**Extract**
Contemporary hardware relies on firmware, which is often (if not always) buggy, and most of it is opaque.
If one can then design software which can be mathematically proven to protect data, given above facts, one should design such software (ZFS), and one did.
At the end of the day, we all want and have the right to expect that our computers operate correctly; therefore, if the problem can not be practically mitigated with hardware, but can be with software (filesystem), then it should be.
> Very few hardware components are designed to be radiation resistant, and those are usually only designed for applications in space; not even enterprise grade hardware is normally designed to operate correctly in face of radiation, as designing and building such hardware is both expensive and hard.
There is nothing that says that file system code runs on hardware that is more fault resistant than the disk-level code.
We all agree that the disks don’t return errors all the time, right? But for some reason, when a file system detects an error, it cannot be that the file system makes a rare mistake, it has to be the disk?

**Required task A**
Repeat the passage of the filesystem discussion verbatim, starting with "Contemporary hardware relies" and going on through "expensive and hard.".

**Data entries**
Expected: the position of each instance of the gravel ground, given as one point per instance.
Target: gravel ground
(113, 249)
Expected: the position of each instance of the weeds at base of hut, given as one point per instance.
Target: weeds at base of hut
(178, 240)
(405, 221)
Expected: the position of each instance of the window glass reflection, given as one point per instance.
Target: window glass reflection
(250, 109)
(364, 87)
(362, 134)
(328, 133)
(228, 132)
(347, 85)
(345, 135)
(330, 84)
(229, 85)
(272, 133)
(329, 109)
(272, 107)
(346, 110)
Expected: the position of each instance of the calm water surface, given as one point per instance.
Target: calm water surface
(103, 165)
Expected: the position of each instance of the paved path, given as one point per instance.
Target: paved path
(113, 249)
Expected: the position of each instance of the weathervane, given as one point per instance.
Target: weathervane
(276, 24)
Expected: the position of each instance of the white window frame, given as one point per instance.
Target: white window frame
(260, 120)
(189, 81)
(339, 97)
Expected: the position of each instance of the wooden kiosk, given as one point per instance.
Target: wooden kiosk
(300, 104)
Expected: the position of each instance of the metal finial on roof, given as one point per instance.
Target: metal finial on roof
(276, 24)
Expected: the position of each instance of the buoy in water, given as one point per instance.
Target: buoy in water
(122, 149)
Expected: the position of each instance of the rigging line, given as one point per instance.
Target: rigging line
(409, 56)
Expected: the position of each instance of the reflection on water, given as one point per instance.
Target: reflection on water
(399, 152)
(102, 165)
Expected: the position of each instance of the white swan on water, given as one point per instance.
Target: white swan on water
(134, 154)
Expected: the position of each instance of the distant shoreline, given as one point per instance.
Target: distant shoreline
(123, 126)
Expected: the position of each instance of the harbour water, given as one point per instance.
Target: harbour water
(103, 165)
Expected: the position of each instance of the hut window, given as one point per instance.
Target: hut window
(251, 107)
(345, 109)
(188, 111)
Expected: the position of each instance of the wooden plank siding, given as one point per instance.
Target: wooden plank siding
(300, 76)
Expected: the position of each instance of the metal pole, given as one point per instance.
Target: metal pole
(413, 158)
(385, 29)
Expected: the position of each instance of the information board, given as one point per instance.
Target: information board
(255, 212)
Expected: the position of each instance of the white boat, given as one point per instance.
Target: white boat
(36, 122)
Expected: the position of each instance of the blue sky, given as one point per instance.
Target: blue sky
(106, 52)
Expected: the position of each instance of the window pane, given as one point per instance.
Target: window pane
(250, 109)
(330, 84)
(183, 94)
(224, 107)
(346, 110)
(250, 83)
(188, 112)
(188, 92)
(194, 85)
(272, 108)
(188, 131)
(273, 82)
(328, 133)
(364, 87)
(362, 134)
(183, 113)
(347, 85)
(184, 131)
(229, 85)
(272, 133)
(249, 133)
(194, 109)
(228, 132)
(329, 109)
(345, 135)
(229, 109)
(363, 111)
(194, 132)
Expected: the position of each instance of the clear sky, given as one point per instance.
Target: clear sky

**Required task B**
Reproduce the listing word for word, starting with the line with "Expected: the position of each instance of the hut" and going on through the last line of the listing.

**Complete answer A**
Contemporary hardware relies on firmware, which is often (if not always) buggy, and most of it is opaque.
If one can then design software which can be mathematically proven to protect data, given above facts, one should design such software (ZFS), and one did.
At the end of the day, we all want and have the right to expect that our computers operate correctly; therefore, if the problem can not be practically mitigated with hardware, but can be with software (filesystem), then it should be.
> Very few hardware components are designed to be radiation resistant, and those are usually only designed for applications in space; not even enterprise grade hardware is normally designed to operate correctly in face of radiation, as designing and building such hardware is both expensive and hard.

**Complete answer B**
Expected: the position of each instance of the hut window, given as one point per instance.
Target: hut window
(251, 107)
(345, 109)
(188, 111)
Expected: the position of each instance of the wooden plank siding, given as one point per instance.
Target: wooden plank siding
(300, 76)
Expected: the position of each instance of the metal pole, given as one point per instance.
Target: metal pole
(413, 158)
(385, 29)
Expected: the position of each instance of the information board, given as one point per instance.
Target: information board
(255, 212)
Expected: the position of each instance of the white boat, given as one point per instance.
Target: white boat
(36, 122)
Expected: the position of each instance of the blue sky, given as one point per instance.
Target: blue sky
(106, 52)
Expected: the position of each instance of the window pane, given as one point per instance.
Target: window pane
(250, 109)
(330, 84)
(183, 94)
(224, 107)
(346, 110)
(250, 83)
(188, 112)
(188, 92)
(194, 85)
(272, 108)
(188, 131)
(273, 82)
(328, 133)
(364, 87)
(362, 134)
(183, 113)
(347, 85)
(184, 131)
(229, 85)
(272, 133)
(249, 133)
(194, 109)
(228, 132)
(329, 109)
(345, 135)
(229, 109)
(363, 111)
(194, 132)
Expected: the position of each instance of the clear sky, given as one point per instance.
Target: clear sky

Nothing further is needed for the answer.